EXCERPT TO READ:
----------

6

what does it mean to say data are drawn from a probability distribution P?

whuber
  • 281,159
  • 54
  • 637
  • 1,101
user69795
  • 61
  • 2
  • I believe you will find useful answers among the posts at [What is meant by a “random variable”?](http://stats.stackexchange.com/questions/50). – whuber Feb 25 '15 at 18:49

3 Answers3

1

A random variable is something that takes different values where there is some randomness to the value it can take. A probability distribution assigns a probability to each possible outcome of that random variable. In your case, you are observing data that could've been different. In other words, if you took another sample with the same sample size you'd likely observe something different. Hence what you observe is considered random.

If your random variable is discrete, a probability distribution gives you a rule for the probability of each discrete value your random variable can take. If your random variable is continuous, it gives you a rule for the probability of any range of values your random variable can take.

TrynnaDoStat
  • 7,414
  • 3
  • 23
  • 39
  • 1
    It might be a good idea to discuss the need for individual data values to be drawn *independently*, which is usually implicitly understood. Also, given the basic nature of the question, consider being more explicit about the connection between a "random variable" and the *data* referenced in the question. – whuber Feb 25 '15 at 18:12
  • I'm not sure I should add something about independence because independence is not necessarily part of the definition of a probability distribution. – TrynnaDoStat Feb 25 '15 at 18:35
  • Although that is correct, the phrase "data are drawn from" (which clearly uses "data" in the plural) indicates the OP is concerned about *multiple* draws, so the issue of independence seems to be implicit in the question. – whuber Feb 25 '15 at 18:41
0

A probability distribution assigns likelihoods to the values in its domain.

A good way to think about it is a six-sided dice roll. Dice assign probabilities to each of the sides: we have a 1 in 6 chance of seeing each side. However, in practice, we would roll the dice 6 times and are not likely to see all 6 sides.

Instead, the sides that a dice roll gives us are sampled (or, drawn) I.I.D (Independently and identically distributed). This means: each dice roll is independent of the next and each dice roll has the same probability distribution.

Thus, getting the '1' this time does not influence getting the '1' next time.

Eventually, as the number of dice rolls gets increasingly large, the number of times you see each side will be roughly 1/6th of the times you rolled the dice.

You can convince yourself with the following python code:

import matplotlib.pyplot as plt
from numpy.random import randint
X = 10
plt.hist( randint(1,6,X) );
plt.show()

Increase X and watch how the histogram changes.

----------

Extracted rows

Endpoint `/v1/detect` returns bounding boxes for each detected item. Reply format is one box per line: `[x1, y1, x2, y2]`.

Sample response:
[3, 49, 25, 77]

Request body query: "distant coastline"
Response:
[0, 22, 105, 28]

----------

YOUR TASKS:
• A. In the forum thread on probability distributions, what does I.I.D stand for?
• B. Copy the extracted rows line for line, without changing anything.

ANSWERS:
• A. Independently and identically distributed.

• B.
Endpoint `/v1/detect` returns bounding boxes for each detected item. Reply format is one box per line: `[x1, y1, x2, y2]`.

Sample response:
[3, 49, 25, 77]

Request body query: "distant coastline"
Response:
[0, 22, 105, 28]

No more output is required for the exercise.